- Required task
Reproduce all of the records below, word for word and in the same order.

- Material to process
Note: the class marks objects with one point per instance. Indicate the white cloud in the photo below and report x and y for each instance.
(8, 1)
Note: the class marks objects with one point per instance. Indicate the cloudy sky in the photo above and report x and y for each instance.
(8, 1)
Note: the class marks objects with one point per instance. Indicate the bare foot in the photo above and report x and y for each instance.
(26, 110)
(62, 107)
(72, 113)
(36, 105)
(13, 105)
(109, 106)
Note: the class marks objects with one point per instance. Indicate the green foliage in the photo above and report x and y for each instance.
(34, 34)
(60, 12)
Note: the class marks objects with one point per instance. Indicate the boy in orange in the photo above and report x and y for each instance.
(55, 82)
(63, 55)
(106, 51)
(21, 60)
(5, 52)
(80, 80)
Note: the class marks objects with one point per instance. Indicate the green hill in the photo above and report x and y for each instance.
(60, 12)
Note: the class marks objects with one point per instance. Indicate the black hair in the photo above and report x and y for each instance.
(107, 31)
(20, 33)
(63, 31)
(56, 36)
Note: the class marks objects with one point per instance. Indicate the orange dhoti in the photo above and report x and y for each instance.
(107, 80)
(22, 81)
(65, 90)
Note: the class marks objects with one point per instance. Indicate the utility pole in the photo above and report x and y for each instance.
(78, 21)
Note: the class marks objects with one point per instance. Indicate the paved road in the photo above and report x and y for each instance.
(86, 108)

- Expected answer
Note: the class marks objects with one point per instance. Indicate the white cloud in the photo below and report x and y for each instance.
(8, 1)
Note: the class marks objects with one point per instance. Indicate the cloudy sky in the photo above and report x and y for each instance.
(8, 1)
Note: the class marks objects with one point per instance. Indicate the bare foot in the photo above and report x and y for each instance.
(26, 110)
(62, 107)
(72, 113)
(36, 105)
(13, 105)
(109, 106)
Note: the class marks objects with one point per instance. Indicate the green foliage in the photo above and report x and y for each instance.
(34, 34)
(60, 12)
Note: the class marks objects with one point per instance. Indicate the boy in orange in the photo above and report x and y for each instance.
(55, 82)
(63, 55)
(106, 51)
(21, 60)
(5, 52)
(80, 80)
Note: the class marks objects with one point per instance. Indicate the green hill in the photo above and report x and y for each instance.
(60, 12)
Note: the class marks objects with one point per instance. Indicate the black hair in the photo above and report x and y for each instance.
(107, 31)
(20, 33)
(63, 31)
(56, 36)
Note: the class marks objects with one point per instance. Indicate the orange dhoti in the photo above and report x and y for each instance.
(107, 80)
(22, 81)
(65, 90)
Note: the class marks objects with one point per instance. Indicate the utility pole in the photo above and report x and y for each instance.
(78, 21)
Note: the class marks objects with one point per instance. Indicate the paved road in the photo above and report x and y for each instance.
(86, 108)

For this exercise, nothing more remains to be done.